▸ Travail demandé
Résumez l'article sur l'euro en deux phrases.

▸ Texte du document
※

Un euro manquant de cohérence mais pas responsable de tous les maux. La preuve par la situation britannique

par Fabien Buzzanca
jeudi 11 octobre 2012

Si la situation américaine est plus que préoccupante, celle de l’Europe n’a rien à lui envier en termes d’inquiétudes. La monnaie unique avait certes de nobles buts, mais il apparaît aujourd’hui criant qu’elle a vu le jour dans un contexte totalement inapproprié. Comment avoir pu espérer mettre en compétition des pays totalement différents au sein d’une même zone monétaire, le tout en faisant tenir une monnaie unique ? Tout simplement du suicide … Mais si l'euro tel qu'il existe n'est pas moteur de croissance, il n'en est pas responsable de tous les maux européens pour autant.

Si la monnaie unique avait pris naissance dans une Europe fédérale à la dette mutualisée, à la banque centrale forte, présidée par des hommes élus au suffrage universel, au ministre des finances chargé de mener une politique commune, en bref dans une Europe unie au sein de laquelle tout le monde tire dans le même sens afin d’atteindre le même but, alors la monnaie unique aurait été un formidable outil, une véritable machine de guerre financière. Au lieu de tout cela, l’Euro sert plus ou moins les intérêts de certains pays de la zone alors qu’il en mène d’autres droit au fond de l’abime entrainant toute la zone avec elle. Il est pourtant tellement simple de comprendre que des pays aux compétitivités totalement différentes ne peuvent pas être mis en concurrence au sein d’une même zone monétaire, le tout en espérant faire tenir une monnaie unique et ce sans faire de dégâts irréparables sur les économies des pays la composant. Il en résulte aujourd’hui que la crise a mis à jour cette aberration et qu’à la suite de nombreux plans de sauvetages, cures d’austérités, politiques non-conventionnelles de la BCE (banque centrale européenne) la situation grecque est toujours insoluble, l’Espagne s’enfonce un peu plus chaque jour dans la tourmente, la santé financière italienne est un motif d’interrogations de plus en plus nombreuses et je ne parle pas du Portugal ou de l’Irlande.

※

Entrées de pointage d'objets nommés:
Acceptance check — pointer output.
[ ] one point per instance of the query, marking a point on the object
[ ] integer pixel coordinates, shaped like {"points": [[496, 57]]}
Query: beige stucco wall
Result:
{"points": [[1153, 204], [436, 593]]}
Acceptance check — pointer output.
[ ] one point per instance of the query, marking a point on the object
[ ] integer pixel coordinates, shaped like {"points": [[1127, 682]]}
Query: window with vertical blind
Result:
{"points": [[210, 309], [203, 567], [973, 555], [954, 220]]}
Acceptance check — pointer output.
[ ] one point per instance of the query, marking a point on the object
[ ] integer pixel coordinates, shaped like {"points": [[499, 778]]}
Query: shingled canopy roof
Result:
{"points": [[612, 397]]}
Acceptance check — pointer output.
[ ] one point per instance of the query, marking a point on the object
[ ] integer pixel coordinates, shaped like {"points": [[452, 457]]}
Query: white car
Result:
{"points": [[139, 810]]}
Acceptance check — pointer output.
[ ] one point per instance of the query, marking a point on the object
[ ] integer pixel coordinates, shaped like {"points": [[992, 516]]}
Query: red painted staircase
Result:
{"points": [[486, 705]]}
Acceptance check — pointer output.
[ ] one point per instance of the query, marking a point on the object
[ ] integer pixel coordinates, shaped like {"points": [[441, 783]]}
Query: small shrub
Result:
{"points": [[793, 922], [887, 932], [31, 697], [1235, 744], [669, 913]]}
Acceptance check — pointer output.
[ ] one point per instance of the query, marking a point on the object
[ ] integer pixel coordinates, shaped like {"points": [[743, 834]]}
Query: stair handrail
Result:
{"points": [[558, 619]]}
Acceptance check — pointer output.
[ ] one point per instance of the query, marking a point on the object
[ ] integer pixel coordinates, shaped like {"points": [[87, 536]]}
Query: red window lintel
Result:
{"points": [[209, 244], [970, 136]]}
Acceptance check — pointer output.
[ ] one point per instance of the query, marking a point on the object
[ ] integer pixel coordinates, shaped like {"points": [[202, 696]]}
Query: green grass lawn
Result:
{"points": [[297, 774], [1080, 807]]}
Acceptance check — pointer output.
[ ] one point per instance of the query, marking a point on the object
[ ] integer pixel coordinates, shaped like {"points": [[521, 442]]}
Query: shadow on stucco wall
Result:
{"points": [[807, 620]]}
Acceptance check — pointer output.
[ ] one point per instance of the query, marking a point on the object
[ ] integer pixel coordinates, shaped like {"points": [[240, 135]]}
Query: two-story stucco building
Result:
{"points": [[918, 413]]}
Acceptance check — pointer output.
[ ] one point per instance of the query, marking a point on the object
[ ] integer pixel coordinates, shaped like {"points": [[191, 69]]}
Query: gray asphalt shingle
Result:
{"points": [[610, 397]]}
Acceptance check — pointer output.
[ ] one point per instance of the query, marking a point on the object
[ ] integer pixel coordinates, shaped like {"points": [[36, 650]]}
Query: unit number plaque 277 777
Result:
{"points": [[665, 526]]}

※

▸ Résultat obtenu
Selon l'article, l'euro, malgré de nobles buts, est né dans un contexte totalement inapproprié, car des pays aux compétitivités totalement différentes ne peuvent être mis en concurrence au sein d'une même zone monétaire sans dégâts irréparables, alors qu'il aurait constitué un formidable outil dans une Europe fédérale et unie, même s'il n'est pas responsable de tous les maux européens. La crise a mis au jour cette aberration : malgré les plans de sauvetage, les cures d'austérité et les politiques non conventionnelles de la BCE, la situation grecque demeure insoluble, l'Espagne s'enfonce chaque jour davantage et la santé financière de l'Italie suscite des interrogations de plus en plus nombreuses.